◆ **Written request**
In full and without alteration, repeat the material.

◆ **Listing**
"""
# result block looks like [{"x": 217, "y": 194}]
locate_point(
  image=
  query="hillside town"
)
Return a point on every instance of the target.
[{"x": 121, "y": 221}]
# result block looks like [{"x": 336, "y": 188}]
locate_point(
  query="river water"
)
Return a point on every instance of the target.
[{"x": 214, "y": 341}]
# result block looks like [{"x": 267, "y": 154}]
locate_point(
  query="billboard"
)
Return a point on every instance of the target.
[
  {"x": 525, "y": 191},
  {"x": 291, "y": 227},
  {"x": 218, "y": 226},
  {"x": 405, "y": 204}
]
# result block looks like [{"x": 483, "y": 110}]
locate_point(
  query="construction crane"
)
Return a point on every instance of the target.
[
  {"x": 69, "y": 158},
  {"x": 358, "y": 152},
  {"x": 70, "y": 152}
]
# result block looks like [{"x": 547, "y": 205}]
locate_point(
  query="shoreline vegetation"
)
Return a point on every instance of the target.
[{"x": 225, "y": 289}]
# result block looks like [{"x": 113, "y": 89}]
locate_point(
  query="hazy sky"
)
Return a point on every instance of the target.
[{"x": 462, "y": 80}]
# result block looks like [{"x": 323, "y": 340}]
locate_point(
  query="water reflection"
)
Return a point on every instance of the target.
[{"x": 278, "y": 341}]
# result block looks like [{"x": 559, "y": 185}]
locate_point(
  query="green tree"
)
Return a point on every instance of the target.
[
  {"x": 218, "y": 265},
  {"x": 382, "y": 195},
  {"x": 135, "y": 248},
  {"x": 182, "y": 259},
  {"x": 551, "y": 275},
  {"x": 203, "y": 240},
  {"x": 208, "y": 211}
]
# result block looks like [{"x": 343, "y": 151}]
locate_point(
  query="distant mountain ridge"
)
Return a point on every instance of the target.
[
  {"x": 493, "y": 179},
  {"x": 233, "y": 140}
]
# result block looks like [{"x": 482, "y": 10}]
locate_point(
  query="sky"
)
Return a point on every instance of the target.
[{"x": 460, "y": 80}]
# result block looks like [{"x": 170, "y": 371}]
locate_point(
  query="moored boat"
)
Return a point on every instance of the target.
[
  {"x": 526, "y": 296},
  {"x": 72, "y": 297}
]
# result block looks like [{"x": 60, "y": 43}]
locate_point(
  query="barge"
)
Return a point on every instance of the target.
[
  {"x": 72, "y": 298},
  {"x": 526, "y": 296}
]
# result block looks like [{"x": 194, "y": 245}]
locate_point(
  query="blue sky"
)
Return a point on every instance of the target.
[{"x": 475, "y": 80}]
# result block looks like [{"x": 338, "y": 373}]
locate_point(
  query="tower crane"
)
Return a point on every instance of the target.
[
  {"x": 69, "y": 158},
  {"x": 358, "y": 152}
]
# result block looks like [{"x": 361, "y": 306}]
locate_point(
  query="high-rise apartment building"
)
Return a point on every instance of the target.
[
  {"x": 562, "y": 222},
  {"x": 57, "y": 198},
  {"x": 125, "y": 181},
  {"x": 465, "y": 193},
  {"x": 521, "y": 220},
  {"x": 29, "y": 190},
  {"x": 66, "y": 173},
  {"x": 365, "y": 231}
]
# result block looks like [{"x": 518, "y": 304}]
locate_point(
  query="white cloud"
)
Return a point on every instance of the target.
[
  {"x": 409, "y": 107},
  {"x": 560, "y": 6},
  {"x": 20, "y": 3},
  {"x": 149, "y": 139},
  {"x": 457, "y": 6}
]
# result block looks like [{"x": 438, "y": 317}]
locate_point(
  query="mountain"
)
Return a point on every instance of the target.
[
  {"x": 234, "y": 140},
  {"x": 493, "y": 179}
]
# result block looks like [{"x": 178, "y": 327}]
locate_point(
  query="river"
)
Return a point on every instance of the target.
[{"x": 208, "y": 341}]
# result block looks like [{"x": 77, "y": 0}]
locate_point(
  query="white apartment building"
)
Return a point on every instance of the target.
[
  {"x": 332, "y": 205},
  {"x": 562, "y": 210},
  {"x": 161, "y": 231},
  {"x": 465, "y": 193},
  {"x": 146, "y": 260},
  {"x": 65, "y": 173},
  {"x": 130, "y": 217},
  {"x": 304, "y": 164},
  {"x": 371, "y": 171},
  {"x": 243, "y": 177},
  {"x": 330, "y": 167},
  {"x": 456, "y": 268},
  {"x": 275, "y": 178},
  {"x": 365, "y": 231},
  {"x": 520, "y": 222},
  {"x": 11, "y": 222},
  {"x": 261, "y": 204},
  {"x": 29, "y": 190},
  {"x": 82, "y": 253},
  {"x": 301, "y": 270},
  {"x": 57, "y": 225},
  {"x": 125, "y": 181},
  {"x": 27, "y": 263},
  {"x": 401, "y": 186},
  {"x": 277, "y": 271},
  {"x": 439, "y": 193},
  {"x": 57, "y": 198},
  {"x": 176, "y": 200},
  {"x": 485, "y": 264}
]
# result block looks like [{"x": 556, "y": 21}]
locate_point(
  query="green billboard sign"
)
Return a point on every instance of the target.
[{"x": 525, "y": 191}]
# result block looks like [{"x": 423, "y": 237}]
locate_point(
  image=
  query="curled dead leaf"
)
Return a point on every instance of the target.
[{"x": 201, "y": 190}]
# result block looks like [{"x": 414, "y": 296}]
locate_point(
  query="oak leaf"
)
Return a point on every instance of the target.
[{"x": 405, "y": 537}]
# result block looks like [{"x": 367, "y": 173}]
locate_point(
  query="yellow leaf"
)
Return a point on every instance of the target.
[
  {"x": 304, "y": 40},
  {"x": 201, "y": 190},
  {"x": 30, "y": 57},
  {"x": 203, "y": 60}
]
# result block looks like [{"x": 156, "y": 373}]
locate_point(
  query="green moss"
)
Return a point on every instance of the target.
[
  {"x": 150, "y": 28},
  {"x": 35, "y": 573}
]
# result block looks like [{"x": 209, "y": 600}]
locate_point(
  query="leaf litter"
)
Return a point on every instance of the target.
"""
◆ **Final result**
# result block looks like [{"x": 217, "y": 194}]
locate_point(
  image=
  query="hillside town"
)
Return a point on every instance of the target.
[{"x": 121, "y": 221}]
# result block looks like [{"x": 336, "y": 188}]
locate_point(
  query="river water"
)
Return a point on every instance of the target.
[{"x": 214, "y": 341}]
# result block looks like [{"x": 267, "y": 154}]
locate_point(
  query="billboard"
)
Return a point on every instance of the target.
[
  {"x": 525, "y": 191},
  {"x": 291, "y": 227},
  {"x": 218, "y": 226},
  {"x": 405, "y": 204}
]
# result block looks like [{"x": 483, "y": 110}]
locate_point(
  query="construction crane"
)
Return a point on every instance of the target.
[
  {"x": 69, "y": 158},
  {"x": 358, "y": 152},
  {"x": 70, "y": 152}
]
# result block looks like [{"x": 547, "y": 205}]
locate_point(
  query="shoreline vegetation"
)
Return a point on every instance of the target.
[{"x": 225, "y": 289}]
# result block looks like [{"x": 113, "y": 89}]
locate_point(
  query="hazy sky"
)
Return a point on every instance of the target.
[{"x": 462, "y": 80}]
# result block looks like [{"x": 323, "y": 340}]
locate_point(
  query="water reflection"
)
Return a point on every instance of the target.
[{"x": 278, "y": 341}]
# result block looks like [{"x": 559, "y": 185}]
locate_point(
  query="green tree"
)
Return a point on every instance of the target.
[
  {"x": 218, "y": 265},
  {"x": 382, "y": 195},
  {"x": 135, "y": 248},
  {"x": 182, "y": 259},
  {"x": 551, "y": 275},
  {"x": 203, "y": 240},
  {"x": 208, "y": 211}
]
# result block looks like [{"x": 343, "y": 151}]
locate_point(
  query="distant mountain ridge"
)
Return a point on every instance of the target.
[
  {"x": 493, "y": 179},
  {"x": 233, "y": 140}
]
# result block looks like [{"x": 482, "y": 10}]
locate_point(
  query="sky"
)
Return a point on every instance of the target.
[{"x": 460, "y": 80}]
# result block looks like [{"x": 170, "y": 371}]
locate_point(
  query="moored boat"
)
Return a point on every instance of the target.
[
  {"x": 526, "y": 296},
  {"x": 72, "y": 297}
]
# result block looks like [{"x": 60, "y": 43}]
locate_point(
  query="barge"
)
Return a point on every instance of the target.
[
  {"x": 72, "y": 298},
  {"x": 526, "y": 296}
]
# result block looks like [{"x": 194, "y": 245}]
locate_point(
  query="blue sky"
)
Return a point on every instance of the target.
[{"x": 475, "y": 80}]
# result block looks like [{"x": 338, "y": 373}]
locate_point(
  query="tower crane"
)
Return a point on every instance of the target.
[
  {"x": 69, "y": 158},
  {"x": 358, "y": 152}
]
# result block looks like [{"x": 361, "y": 306}]
locate_point(
  query="high-rise apartment building"
)
Return a point on every instance of the target.
[
  {"x": 562, "y": 222},
  {"x": 57, "y": 198},
  {"x": 125, "y": 181},
  {"x": 465, "y": 193},
  {"x": 521, "y": 220},
  {"x": 29, "y": 190},
  {"x": 66, "y": 173},
  {"x": 365, "y": 231}
]
# result block looks like [{"x": 518, "y": 304}]
locate_point(
  query="white cloud"
)
Return a point on every instance of the target.
[
  {"x": 409, "y": 107},
  {"x": 560, "y": 6},
  {"x": 20, "y": 3},
  {"x": 149, "y": 139},
  {"x": 457, "y": 6}
]
# result block looks like [{"x": 438, "y": 317}]
locate_point(
  query="mountain"
)
Return a point on every instance of the target.
[
  {"x": 234, "y": 140},
  {"x": 493, "y": 179}
]
# result block looks like [{"x": 178, "y": 327}]
locate_point(
  query="river"
)
Return a point on every instance of the target.
[{"x": 208, "y": 341}]
# result block looks like [{"x": 77, "y": 0}]
locate_point(
  query="white apartment building"
)
Return a point on every instance of the target.
[
  {"x": 332, "y": 205},
  {"x": 562, "y": 210},
  {"x": 161, "y": 231},
  {"x": 465, "y": 193},
  {"x": 146, "y": 260},
  {"x": 65, "y": 173},
  {"x": 130, "y": 217},
  {"x": 304, "y": 164},
  {"x": 371, "y": 171},
  {"x": 243, "y": 177},
  {"x": 330, "y": 167},
  {"x": 456, "y": 268},
  {"x": 275, "y": 178},
  {"x": 365, "y": 231},
  {"x": 520, "y": 222},
  {"x": 11, "y": 222},
  {"x": 261, "y": 204},
  {"x": 29, "y": 190},
  {"x": 82, "y": 253},
  {"x": 301, "y": 270},
  {"x": 57, "y": 225},
  {"x": 125, "y": 181},
  {"x": 27, "y": 263},
  {"x": 401, "y": 186},
  {"x": 277, "y": 271},
  {"x": 439, "y": 193},
  {"x": 57, "y": 198},
  {"x": 176, "y": 200},
  {"x": 485, "y": 264}
]
# result block looks like [{"x": 556, "y": 21}]
locate_point(
  query="green billboard sign"
)
Return a point on every instance of the target.
[{"x": 525, "y": 191}]
# result block looks like [{"x": 423, "y": 237}]
locate_point(
  image=
  query="curled dead leaf"
)
Return a point on every instance of the target.
[{"x": 201, "y": 190}]
# result block looks like [{"x": 414, "y": 296}]
locate_point(
  query="oak leaf"
)
Return a point on every instance of the target.
[{"x": 405, "y": 537}]
# result block looks like [{"x": 367, "y": 173}]
locate_point(
  query="yellow leaf"
)
Return a point on every instance of the target.
[
  {"x": 304, "y": 40},
  {"x": 201, "y": 190},
  {"x": 30, "y": 57},
  {"x": 203, "y": 60}
]
# result block looks like [{"x": 156, "y": 373}]
locate_point(
  query="green moss"
)
Return a point on every instance of the target.
[
  {"x": 150, "y": 28},
  {"x": 35, "y": 573}
]
# result block looks like [{"x": 209, "y": 600}]
locate_point(
  query="leaf litter"
)
Return a point on every instance of the target.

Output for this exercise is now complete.